See also Google translated English version after Turkish version.
KATLİAMLAR ÜZERİNE KURULAN BİR CUMHURİYET (Turkish version)
29 Ekim’de ilan edilen Cumhuriyeti anlamak için öncelikle Büyük Millet Meclisinin açılışını ve devrimlerin niçin yapıldığını bilmek gerek.
23 Nisan 1920’de Ankara’da Büyük Millet Meclisi toplanarak, Mustafa Kemal’in ‘Meclis Başkanı’ seçilmesiyle kanlı bir tarih başladı. M.Kemal ilk iş olarak, savaş suçlusu Malta sürgünlerinin 30.04.1921’de 33 kişinin salıverilmesi ile ilgili bir süreç başlatmıştır. Bu süreç, savaş esirlerinin İngiliz’lerle değişim antlaşmasına ve davanın bitmesine neden olmuştur.
Bu antlaşma İstanbul’daki Sadrazamla değil, temsilcileri olan Bekir Sami Bey aracılığında Ankara hükümeti ile yapılmıştır.
Ardından da 1 Kasım 1922’de saltanat kaldırılarak dini ve siyasi yetkiler birbirinden ayrıldı. Saltanatın kaldırılmasının ana nedeni; ülke yönetiminde ve barış görüşmelerinde iki ayrı hükümetin bulunmasının uygun olmamasından ötürü çift başlılığı ortadan kaldırmak, TBMM’ni Türkiye’de tek yasal güç haline getirmek, yapılacak İnkılâplara zemin hazırlamak ve Ekonomiyi millileştirmektir.

Kutu etiketleme veri kümesinden satırlar
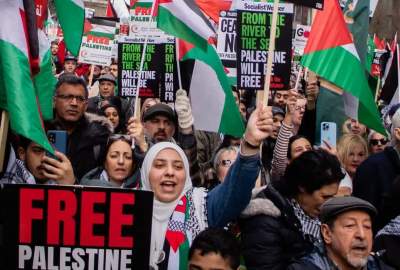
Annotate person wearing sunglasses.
[46,75,113,179]
[81,134,139,188]
[368,130,389,155]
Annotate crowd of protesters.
[1,39,400,270]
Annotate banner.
[293,24,311,55]
[217,11,237,77]
[160,38,179,103]
[0,185,153,270]
[237,2,293,90]
[78,19,116,66]
[118,43,165,97]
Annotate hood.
[240,187,281,218]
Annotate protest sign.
[237,2,293,90]
[160,39,179,103]
[129,0,165,38]
[78,19,116,66]
[217,11,237,76]
[118,43,164,97]
[293,24,311,55]
[0,185,153,270]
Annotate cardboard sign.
[160,39,179,103]
[293,24,311,55]
[217,11,237,76]
[237,2,293,90]
[118,43,164,97]
[1,185,153,270]
[78,19,116,66]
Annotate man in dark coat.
[353,106,400,233]
[47,75,112,179]
[288,196,393,270]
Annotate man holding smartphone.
[0,137,75,185]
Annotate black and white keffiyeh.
[289,199,321,242]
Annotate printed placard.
[160,39,179,103]
[237,2,293,90]
[78,19,116,66]
[0,184,153,270]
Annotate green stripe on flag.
[301,46,385,134]
[0,40,53,153]
[54,0,85,56]
[182,44,245,137]
[33,50,57,120]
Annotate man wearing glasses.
[48,75,112,179]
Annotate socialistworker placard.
[78,19,116,66]
[0,185,153,270]
[118,43,164,97]
[160,38,179,103]
[237,2,293,90]
[288,0,324,10]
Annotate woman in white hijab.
[141,106,272,270]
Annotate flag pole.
[175,38,183,89]
[263,0,279,106]
[0,111,9,172]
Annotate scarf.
[141,142,192,269]
[289,199,321,242]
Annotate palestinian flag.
[380,44,400,105]
[301,0,385,134]
[54,0,85,56]
[157,0,215,50]
[0,0,53,152]
[178,41,244,137]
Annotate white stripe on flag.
[190,61,225,132]
[160,1,214,40]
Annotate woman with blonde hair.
[337,134,368,195]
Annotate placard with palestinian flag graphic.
[78,19,116,66]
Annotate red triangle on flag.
[304,0,353,54]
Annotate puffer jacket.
[287,244,394,270]
[240,185,313,270]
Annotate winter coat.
[374,215,400,269]
[287,245,394,270]
[80,167,140,188]
[47,113,113,179]
[353,147,400,232]
[240,185,313,270]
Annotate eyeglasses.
[56,94,86,103]
[218,159,235,167]
[369,139,388,146]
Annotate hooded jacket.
[240,185,313,270]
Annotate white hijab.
[140,142,192,269]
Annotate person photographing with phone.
[0,137,75,185]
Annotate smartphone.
[47,130,68,155]
[320,122,336,147]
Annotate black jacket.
[48,113,113,179]
[240,185,313,270]
[353,147,400,233]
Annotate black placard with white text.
[237,2,293,90]
[0,185,153,270]
[118,42,164,97]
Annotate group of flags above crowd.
[0,0,400,151]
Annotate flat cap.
[319,196,377,223]
[143,103,176,122]
[98,74,117,85]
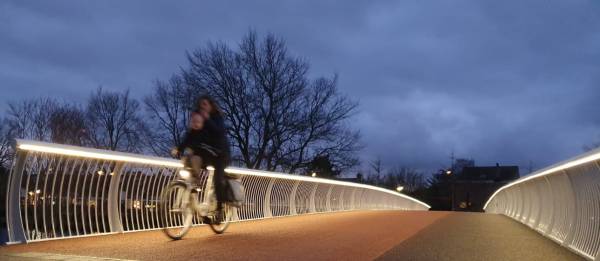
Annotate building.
[452,164,520,212]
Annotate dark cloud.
[0,0,600,174]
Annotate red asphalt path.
[0,211,449,260]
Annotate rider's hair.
[197,95,223,116]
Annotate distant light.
[179,169,191,179]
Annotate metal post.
[325,185,335,212]
[263,178,275,218]
[308,182,319,213]
[562,170,579,247]
[107,162,125,233]
[6,150,28,243]
[289,180,301,216]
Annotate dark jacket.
[177,129,222,157]
[202,115,230,158]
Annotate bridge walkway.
[0,211,582,261]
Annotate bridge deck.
[0,211,580,261]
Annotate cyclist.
[197,95,231,214]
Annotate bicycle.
[160,152,236,240]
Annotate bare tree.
[86,87,144,152]
[48,103,87,146]
[7,98,58,141]
[144,75,198,155]
[367,157,383,185]
[183,32,360,172]
[0,119,13,169]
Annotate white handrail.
[6,140,429,242]
[484,149,600,260]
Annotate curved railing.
[484,147,600,260]
[6,140,429,243]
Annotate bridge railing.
[6,140,429,243]
[484,147,600,260]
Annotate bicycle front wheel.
[210,204,235,234]
[161,183,194,240]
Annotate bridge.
[0,140,600,260]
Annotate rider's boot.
[213,202,224,225]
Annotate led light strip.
[17,140,431,208]
[225,167,431,208]
[17,140,183,168]
[483,146,600,210]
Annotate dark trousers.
[213,157,229,203]
[190,150,229,203]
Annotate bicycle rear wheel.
[209,204,235,234]
[161,183,194,240]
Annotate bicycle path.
[0,211,579,261]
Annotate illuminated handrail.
[484,147,600,261]
[6,140,429,243]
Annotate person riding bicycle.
[171,111,218,177]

## Yapılacak İşler
1. Alıntılanan metni baştan sona hiçbir değişiklik yapmadan kopyalayın.
2. Satırlardan "Annotate dark trousers." ifadesinin geçtiği satırdan satırların sonuna kadar olan bölümü, "bicycle" yerine "bike" koyarak ve başka hiçbir şeye dokunmadan yeniden yazın.

## Çözülmüş Görevler
1.
See also Google translated English version after Turkish version.
KATLİAMLAR ÜZERİNE KURULAN BİR CUMHURİYET (Turkish version)
29 Ekim’de ilan edilen Cumhuriyeti anlamak için öncelikle Büyük Millet Meclisinin açılışını ve devrimlerin niçin yapıldığını bilmek gerek.
23 Nisan 1920’de Ankara’da Büyük Millet Meclisi toplanarak, Mustafa Kemal’in ‘Meclis Başkanı’ seçilmesiyle kanlı bir tarih başladı. M.Kemal ilk iş olarak, savaş suçlusu Malta sürgünlerinin 30.04.1921’de 33 kişinin salıverilmesi ile ilgili bir süreç başlatmıştır. Bu süreç, savaş esirlerinin İngiliz’lerle değişim antlaşmasına ve davanın bitmesine neden olmuştur.
Bu antlaşma İstanbul’daki Sadrazamla değil, temsilcileri olan Bekir Sami Bey aracılığında Ankara hükümeti ile yapılmıştır.
Ardından da 1 Kasım 1922’de saltanat kaldırılarak dini ve siyasi yetkiler birbirinden ayrıldı. Saltanatın kaldırılmasının ana nedeni; ülke yönetiminde ve barış görüşmelerinde iki ayrı hükümetin bulunmasının uygun olmamasından ötürü çift başlılığı ortadan kaldırmak, TBMM’ni Türkiye’de tek yasal güç haline getirmek, yapılacak İnkılâplara zemin hazırlamak ve Ekonomiyi millileştirmektir.

2.
Annotate dark trousers.
[213,157,229,203]
[190,150,229,203]
Annotate bike rear wheel.
[209,204,235,234]
[161,183,194,240]
Annotate bike path.
[0,211,579,261]
Annotate illuminated handrail.
[484,147,600,261]
[6,140,429,243]
Annotate person riding bike.
[171,111,218,177]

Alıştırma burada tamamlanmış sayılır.